-- Data shown start --
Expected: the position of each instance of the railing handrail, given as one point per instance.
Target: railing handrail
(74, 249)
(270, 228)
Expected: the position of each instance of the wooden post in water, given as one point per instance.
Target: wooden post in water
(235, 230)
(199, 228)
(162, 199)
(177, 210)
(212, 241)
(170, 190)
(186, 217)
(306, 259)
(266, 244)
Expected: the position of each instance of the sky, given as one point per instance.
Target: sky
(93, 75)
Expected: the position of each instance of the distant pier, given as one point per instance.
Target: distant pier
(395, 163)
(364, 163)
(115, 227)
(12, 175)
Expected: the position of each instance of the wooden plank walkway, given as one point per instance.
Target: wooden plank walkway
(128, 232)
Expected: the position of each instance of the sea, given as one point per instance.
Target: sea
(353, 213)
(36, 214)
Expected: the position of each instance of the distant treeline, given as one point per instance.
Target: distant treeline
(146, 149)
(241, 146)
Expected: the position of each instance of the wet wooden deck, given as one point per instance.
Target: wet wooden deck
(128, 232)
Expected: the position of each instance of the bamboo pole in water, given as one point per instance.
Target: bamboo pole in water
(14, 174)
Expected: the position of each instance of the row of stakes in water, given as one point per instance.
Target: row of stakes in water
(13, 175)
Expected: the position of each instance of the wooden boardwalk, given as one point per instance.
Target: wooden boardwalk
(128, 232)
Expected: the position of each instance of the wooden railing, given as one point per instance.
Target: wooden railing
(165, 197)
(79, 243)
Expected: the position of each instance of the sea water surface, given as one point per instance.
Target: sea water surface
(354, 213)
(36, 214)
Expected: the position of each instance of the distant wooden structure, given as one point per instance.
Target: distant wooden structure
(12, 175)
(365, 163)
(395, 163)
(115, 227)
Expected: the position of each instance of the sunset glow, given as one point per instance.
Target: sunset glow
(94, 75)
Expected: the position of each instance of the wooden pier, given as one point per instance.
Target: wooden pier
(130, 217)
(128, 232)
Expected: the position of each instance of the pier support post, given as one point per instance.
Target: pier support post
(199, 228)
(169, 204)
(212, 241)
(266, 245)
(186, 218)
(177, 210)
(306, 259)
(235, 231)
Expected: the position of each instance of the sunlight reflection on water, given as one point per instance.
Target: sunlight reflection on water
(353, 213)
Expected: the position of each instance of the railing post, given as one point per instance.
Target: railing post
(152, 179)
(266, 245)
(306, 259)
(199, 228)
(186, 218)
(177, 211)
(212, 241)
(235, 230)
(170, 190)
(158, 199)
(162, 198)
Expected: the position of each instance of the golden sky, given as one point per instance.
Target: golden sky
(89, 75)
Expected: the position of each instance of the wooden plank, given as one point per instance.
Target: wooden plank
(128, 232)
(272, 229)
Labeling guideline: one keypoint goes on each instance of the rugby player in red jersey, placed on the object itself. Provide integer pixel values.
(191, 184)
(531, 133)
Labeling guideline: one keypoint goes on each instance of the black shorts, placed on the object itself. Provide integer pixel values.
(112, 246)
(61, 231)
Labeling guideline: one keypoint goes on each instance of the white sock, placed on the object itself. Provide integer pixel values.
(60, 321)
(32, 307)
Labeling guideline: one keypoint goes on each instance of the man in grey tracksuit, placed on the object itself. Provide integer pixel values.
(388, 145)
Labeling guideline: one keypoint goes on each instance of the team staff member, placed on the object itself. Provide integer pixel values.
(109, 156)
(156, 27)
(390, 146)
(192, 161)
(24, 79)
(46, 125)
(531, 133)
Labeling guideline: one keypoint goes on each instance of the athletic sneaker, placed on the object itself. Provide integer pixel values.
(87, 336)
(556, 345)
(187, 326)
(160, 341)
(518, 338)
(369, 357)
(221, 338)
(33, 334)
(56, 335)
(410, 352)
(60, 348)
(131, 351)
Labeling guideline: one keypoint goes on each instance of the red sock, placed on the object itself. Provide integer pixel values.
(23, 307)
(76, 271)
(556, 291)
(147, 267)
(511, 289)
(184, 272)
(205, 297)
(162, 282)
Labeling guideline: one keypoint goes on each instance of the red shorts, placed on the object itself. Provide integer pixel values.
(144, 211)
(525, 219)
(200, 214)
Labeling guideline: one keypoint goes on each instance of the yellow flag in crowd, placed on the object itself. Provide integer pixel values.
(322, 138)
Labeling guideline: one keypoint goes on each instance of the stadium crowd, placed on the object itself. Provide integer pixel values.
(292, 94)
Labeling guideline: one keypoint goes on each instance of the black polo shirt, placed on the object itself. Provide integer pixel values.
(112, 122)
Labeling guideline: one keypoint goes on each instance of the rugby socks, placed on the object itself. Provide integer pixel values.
-- Data shown end --
# [What the task asks]
Starting at the line that contains "red shorts, placed" and ending at the final line of the data, rewrite those lines as a Markdown table with the columns Row and Line. Number each line in Row and leave out blank lines.

# [Task response]
| Row | Line |
|---|---|
| 1 | Labeling guideline: one keypoint goes on each instance of the red shorts, placed on the object itself. Provide integer pixel values. |
| 2 | (144, 211) |
| 3 | (525, 219) |
| 4 | (200, 214) |
| 5 | Labeling guideline: one keypoint goes on each instance of the yellow flag in crowd, placed on the object itself. Provide integer pixel values. |
| 6 | (322, 138) |
| 7 | Labeling guideline: one keypoint goes on each instance of the stadium crowd, placed on the object itself. Provide integer pixel values. |
| 8 | (292, 94) |
| 9 | Labeling guideline: one keypoint goes on each instance of the black polo shirt, placed on the object itself. Provide integer pixel values. |
| 10 | (112, 122) |
| 11 | Labeling guideline: one keypoint goes on each instance of the rugby socks, placed on the object itself. Provide integer pixel values. |